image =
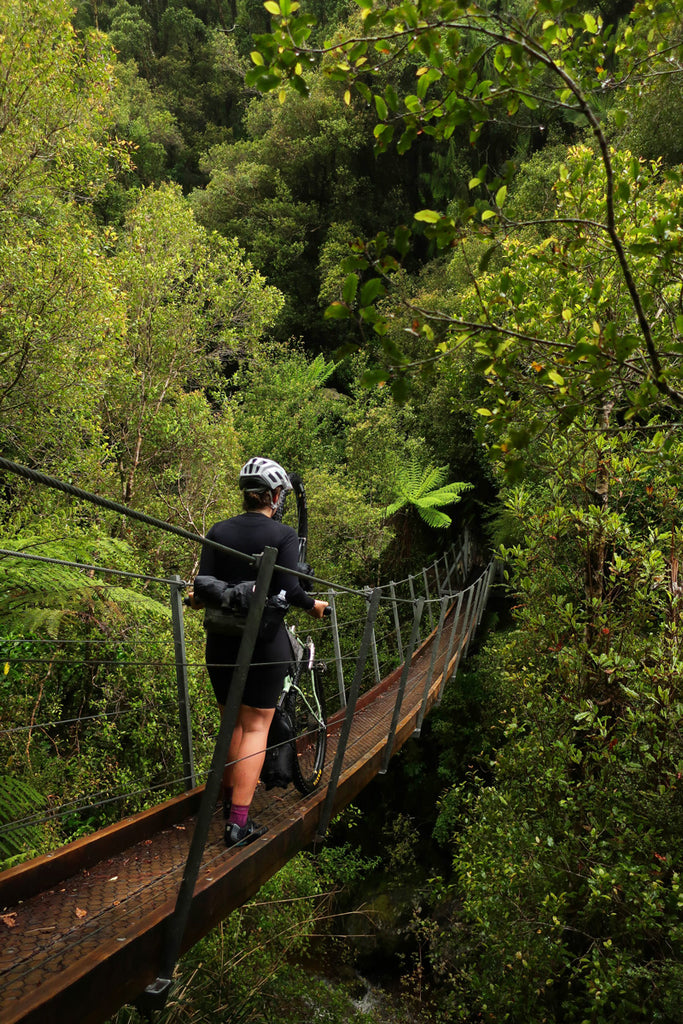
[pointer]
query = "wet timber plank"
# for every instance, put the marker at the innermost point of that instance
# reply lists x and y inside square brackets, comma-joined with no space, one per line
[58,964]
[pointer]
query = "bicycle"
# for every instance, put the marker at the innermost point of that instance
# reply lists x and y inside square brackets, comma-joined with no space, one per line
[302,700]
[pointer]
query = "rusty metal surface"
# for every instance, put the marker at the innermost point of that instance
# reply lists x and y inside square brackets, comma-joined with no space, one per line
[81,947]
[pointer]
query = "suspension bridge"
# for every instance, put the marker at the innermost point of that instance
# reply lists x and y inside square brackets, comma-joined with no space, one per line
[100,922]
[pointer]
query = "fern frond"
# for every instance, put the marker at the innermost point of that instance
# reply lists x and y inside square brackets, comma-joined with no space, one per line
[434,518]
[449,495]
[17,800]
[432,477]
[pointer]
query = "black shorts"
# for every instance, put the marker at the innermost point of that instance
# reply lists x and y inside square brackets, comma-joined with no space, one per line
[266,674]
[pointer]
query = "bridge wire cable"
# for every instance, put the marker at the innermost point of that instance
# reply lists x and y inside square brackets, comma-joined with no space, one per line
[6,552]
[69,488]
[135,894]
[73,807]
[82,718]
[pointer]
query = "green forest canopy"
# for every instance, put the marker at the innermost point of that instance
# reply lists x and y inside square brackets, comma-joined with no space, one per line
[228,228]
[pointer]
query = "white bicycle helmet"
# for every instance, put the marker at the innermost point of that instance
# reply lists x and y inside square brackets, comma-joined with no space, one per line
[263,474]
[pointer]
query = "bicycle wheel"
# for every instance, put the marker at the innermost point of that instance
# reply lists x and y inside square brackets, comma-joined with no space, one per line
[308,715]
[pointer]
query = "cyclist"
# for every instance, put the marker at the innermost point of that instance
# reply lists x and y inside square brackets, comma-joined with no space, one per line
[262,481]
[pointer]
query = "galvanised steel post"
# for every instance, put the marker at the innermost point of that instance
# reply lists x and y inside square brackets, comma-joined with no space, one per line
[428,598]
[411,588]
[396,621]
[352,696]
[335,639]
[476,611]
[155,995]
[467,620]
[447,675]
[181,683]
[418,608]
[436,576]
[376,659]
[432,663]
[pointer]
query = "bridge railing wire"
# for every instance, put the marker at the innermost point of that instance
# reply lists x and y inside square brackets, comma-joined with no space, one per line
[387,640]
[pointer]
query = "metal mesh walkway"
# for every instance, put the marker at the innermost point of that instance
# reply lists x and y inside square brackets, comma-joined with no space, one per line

-.-.-

PROMPT: Pick out each line above that contains the string "wire", treating uppercase and lowercase letters as distinct.

RESULT OF THE EXERCISE:
query = "bridge wire cable"
query = "bridge railing wire"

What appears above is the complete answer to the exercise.